As imputações concretas ao SEF-Porto que constam da Acusação, consideradas em si próprias (independentemente dos resultados que, no caso concreto, lhe possam ou não ser atribuídos) não são de molde a poder ser considerados ofensivos para a sua honra e consideração. Para além disso, se foi cometida alguma inexactidão (e a Acusação não nos diz quais elas possam ser) foi certamente boa fé, com base em testemunhos múltiplos e sólidos, motivada única e exclusivamente pelo desejo de defender os direitos e interesses legítimos do falecido Hamid Hussein, de sua família e das comunidades imigrantes em geral.

 

Em todo o caso, assistia aos visados o direito de rectificação pública, sendo a queixa-crime uma reacção completamente descabida num caso destes, e totalmente incompatível com o que deve ser a vivência normal numa sociedade aberta e num Estado de Direito democrático.

 

O que se tornou patente, porém, precisamente, com o decorrer da primeira sessão do julgamento, a 15 de Setembro, ouvidas duas testemunhas de acusação, ambas inspectores do SEF, é que não foi cometida nenhuma inexactidão de facto nas declarações que constam da Acusação. Tudo se passou exactamente como lá se descreve, mas o que o SEF-Norte não podia tolerar é que fosse associado publicamente à morte de Hamid Hussein. Por isso, sem que tivesse sido feita a mais leve averiguação interna ao que aconteceu de facto no tratamento dado a este imigrante, decidiu-se que “isto não pode ficar assim”, avançando-se logo para a denúncia criminal por “difamação”.

Dados fornecidos:
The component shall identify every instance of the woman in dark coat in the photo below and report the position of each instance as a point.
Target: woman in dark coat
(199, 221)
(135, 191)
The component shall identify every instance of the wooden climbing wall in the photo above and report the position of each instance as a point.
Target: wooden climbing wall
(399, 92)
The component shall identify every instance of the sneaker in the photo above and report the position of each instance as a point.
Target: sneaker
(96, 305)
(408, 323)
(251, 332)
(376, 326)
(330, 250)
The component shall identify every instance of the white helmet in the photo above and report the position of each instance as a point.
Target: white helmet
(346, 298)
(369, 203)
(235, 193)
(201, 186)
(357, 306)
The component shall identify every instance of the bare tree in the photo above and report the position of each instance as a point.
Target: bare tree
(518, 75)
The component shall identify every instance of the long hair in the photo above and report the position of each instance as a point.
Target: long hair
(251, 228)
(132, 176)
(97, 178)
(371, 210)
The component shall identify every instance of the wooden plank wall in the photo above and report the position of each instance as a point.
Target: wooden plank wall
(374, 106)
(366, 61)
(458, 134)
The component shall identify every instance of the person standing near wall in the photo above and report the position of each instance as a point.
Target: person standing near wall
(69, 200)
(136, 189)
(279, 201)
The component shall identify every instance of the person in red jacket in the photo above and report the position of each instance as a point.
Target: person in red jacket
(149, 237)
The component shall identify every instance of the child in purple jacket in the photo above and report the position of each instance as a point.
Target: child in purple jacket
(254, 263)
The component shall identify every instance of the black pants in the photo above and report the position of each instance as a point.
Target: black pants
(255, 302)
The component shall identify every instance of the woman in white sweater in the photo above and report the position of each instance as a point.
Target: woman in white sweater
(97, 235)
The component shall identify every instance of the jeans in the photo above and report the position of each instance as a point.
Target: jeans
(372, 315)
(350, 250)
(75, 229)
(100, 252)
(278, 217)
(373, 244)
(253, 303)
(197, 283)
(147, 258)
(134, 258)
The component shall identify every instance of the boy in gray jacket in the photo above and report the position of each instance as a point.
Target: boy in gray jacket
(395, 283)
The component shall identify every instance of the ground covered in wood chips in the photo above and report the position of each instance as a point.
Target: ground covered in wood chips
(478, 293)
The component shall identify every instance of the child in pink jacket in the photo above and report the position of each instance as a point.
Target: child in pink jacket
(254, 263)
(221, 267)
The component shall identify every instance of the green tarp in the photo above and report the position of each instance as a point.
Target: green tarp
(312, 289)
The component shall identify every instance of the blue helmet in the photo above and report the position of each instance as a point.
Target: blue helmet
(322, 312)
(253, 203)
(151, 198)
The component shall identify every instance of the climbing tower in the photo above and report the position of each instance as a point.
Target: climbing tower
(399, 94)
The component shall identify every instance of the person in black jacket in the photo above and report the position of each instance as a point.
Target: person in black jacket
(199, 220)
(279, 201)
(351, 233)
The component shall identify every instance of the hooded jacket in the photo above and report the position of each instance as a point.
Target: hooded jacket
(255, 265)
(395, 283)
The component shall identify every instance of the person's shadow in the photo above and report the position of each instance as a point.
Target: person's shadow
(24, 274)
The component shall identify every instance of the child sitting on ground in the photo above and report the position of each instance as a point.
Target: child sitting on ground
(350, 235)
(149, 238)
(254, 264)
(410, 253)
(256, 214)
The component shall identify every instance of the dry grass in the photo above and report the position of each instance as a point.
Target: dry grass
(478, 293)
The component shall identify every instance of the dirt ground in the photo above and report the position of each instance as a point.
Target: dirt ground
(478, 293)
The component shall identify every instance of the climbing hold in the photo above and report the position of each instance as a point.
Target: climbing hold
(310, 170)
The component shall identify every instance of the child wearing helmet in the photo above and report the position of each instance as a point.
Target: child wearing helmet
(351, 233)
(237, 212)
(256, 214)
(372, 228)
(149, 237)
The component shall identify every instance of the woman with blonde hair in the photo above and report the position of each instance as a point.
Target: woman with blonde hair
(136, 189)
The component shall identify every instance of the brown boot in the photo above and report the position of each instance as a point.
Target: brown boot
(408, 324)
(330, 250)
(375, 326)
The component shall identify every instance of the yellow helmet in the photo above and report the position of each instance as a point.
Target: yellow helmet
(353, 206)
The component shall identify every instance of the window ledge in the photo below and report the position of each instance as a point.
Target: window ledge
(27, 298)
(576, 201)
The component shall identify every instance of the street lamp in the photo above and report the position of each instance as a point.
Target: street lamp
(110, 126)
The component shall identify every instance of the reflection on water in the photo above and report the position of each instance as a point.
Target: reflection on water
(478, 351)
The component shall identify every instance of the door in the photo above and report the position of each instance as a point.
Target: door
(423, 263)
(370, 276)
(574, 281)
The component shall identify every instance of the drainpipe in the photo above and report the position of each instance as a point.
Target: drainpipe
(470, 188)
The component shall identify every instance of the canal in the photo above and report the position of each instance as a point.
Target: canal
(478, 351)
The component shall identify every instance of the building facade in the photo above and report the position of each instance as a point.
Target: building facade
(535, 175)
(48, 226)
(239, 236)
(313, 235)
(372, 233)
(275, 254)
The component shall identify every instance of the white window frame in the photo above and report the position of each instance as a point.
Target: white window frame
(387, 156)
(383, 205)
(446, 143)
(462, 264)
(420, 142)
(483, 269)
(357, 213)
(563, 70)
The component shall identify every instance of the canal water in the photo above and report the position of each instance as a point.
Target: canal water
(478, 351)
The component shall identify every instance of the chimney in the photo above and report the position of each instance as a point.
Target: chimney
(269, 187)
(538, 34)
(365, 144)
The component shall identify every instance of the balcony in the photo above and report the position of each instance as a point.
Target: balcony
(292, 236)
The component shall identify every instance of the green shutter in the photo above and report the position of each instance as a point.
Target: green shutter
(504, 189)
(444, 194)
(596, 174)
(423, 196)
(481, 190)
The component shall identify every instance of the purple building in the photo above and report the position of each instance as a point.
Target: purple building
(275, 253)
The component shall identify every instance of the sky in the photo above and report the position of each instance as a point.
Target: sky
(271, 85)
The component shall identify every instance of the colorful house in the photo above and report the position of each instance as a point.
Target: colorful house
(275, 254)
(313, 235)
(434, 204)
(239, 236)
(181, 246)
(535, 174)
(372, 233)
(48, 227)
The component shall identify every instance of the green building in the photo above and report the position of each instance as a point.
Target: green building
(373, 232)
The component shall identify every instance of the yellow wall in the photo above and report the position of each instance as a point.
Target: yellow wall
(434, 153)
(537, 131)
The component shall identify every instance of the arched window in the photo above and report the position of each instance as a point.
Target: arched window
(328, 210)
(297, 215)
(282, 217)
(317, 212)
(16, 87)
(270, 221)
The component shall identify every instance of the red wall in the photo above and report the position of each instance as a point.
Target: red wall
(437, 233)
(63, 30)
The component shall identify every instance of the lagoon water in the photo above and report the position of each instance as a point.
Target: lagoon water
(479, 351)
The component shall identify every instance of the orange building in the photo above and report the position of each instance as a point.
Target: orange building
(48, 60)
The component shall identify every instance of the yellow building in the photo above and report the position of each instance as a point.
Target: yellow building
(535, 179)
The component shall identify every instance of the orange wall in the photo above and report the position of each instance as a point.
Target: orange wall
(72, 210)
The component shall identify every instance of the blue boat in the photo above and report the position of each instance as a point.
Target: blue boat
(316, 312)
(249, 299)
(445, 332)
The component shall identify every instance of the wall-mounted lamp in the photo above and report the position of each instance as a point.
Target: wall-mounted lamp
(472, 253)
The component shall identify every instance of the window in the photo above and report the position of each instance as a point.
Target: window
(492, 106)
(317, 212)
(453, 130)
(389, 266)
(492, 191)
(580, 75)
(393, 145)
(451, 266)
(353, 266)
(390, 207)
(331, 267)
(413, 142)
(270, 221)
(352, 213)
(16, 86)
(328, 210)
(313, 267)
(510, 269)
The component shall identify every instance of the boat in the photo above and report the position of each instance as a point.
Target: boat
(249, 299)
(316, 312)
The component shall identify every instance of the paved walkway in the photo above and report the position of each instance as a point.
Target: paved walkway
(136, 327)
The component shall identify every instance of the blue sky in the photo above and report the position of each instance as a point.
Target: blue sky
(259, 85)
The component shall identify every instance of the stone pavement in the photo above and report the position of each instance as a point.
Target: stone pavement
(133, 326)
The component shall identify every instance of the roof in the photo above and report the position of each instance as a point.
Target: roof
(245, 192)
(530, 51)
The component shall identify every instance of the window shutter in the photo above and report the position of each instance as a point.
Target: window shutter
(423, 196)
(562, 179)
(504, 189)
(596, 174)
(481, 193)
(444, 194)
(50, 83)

Detalhes da tarefa: Segundo o excerto, em que data decorreu a primeira sessão do julgamento?

Secção de resposta: A 15 de Setembro.